# Supplied records:
BEGIN

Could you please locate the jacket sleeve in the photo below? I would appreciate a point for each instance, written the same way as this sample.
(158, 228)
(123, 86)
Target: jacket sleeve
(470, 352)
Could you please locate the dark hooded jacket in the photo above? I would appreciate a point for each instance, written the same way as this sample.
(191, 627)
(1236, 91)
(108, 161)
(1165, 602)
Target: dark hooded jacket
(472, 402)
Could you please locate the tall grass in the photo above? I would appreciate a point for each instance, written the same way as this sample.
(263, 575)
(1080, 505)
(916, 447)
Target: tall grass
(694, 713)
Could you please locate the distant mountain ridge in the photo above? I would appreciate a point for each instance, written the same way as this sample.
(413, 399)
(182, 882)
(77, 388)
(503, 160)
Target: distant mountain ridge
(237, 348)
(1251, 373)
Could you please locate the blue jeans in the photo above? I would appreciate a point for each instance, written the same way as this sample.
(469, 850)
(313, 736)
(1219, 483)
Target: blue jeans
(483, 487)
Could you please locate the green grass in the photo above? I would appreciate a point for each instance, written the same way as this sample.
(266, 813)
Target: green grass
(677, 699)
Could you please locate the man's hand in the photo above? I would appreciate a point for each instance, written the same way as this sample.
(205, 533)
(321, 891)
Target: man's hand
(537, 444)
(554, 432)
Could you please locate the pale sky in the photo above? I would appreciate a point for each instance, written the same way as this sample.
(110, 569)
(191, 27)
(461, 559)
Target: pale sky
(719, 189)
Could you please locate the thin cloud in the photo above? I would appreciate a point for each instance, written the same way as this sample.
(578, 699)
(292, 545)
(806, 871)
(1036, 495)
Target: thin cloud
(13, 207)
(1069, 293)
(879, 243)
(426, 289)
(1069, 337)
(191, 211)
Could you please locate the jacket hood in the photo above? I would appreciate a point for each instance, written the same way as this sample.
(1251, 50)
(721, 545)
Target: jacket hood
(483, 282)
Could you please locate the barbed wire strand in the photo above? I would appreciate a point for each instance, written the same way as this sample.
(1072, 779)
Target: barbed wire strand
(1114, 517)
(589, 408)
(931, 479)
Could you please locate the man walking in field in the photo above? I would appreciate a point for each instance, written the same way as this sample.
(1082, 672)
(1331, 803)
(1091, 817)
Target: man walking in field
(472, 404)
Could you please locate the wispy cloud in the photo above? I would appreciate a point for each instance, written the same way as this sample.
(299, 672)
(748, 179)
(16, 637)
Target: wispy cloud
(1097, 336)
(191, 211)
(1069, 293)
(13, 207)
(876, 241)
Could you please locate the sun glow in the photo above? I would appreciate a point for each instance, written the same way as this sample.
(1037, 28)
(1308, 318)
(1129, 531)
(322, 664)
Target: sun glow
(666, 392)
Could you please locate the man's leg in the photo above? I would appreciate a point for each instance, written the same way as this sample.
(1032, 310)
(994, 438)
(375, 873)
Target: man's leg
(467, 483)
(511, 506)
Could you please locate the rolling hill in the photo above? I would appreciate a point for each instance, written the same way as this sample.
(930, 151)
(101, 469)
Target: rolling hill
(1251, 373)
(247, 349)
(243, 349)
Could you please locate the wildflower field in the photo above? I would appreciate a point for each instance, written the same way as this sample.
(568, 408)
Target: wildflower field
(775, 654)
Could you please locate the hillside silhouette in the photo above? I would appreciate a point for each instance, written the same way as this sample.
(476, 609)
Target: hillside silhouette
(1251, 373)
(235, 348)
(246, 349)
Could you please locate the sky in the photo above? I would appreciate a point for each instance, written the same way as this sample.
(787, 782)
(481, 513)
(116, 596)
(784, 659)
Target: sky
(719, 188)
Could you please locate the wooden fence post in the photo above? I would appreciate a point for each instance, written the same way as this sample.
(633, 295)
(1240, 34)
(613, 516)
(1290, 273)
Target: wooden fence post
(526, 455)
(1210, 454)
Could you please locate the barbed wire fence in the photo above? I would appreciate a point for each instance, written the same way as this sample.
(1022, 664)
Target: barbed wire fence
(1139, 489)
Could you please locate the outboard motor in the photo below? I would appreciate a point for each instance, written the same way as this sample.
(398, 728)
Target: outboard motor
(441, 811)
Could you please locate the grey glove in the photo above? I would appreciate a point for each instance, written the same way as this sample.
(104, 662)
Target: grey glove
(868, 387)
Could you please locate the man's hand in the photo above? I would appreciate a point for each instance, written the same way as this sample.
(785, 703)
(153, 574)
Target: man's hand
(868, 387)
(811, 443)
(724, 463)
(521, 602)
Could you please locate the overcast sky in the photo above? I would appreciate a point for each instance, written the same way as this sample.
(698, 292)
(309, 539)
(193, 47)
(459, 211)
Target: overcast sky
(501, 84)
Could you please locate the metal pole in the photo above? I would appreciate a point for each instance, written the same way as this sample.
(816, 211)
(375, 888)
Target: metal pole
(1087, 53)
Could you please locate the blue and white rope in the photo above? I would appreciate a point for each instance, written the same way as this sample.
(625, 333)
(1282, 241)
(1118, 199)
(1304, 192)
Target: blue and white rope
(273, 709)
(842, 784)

END

Write out again, unchanged, every line from the line containing "Could you please locate the grey" to the final line of the material above.

Could you please locate the grey glove in the photo above? I would appreciate a point for each instance, written the same way as this sample.
(104, 662)
Target: grey glove
(868, 387)
Could you please locate the man's hand in the photo above? I would appreciate a point for each instance, written the same way as this sample.
(785, 703)
(153, 574)
Target: man's hand
(868, 387)
(811, 443)
(724, 463)
(521, 602)
Could you please locate the overcast sky in the photo above? I would appreciate a point for each instance, written the same way as this sample.
(698, 292)
(309, 539)
(193, 47)
(459, 211)
Target: overcast sky
(501, 84)
Could you please locate the metal pole in the photo above? I would appreciate a point for each instance, written the same way as this sample.
(816, 211)
(375, 888)
Target: metal pole
(1087, 53)
Could you please locate the blue and white rope in the photo above? I would appreciate a point for each instance, written the same way as this sample.
(625, 333)
(1282, 241)
(1118, 199)
(1304, 192)
Target: blue and white rope
(273, 709)
(842, 784)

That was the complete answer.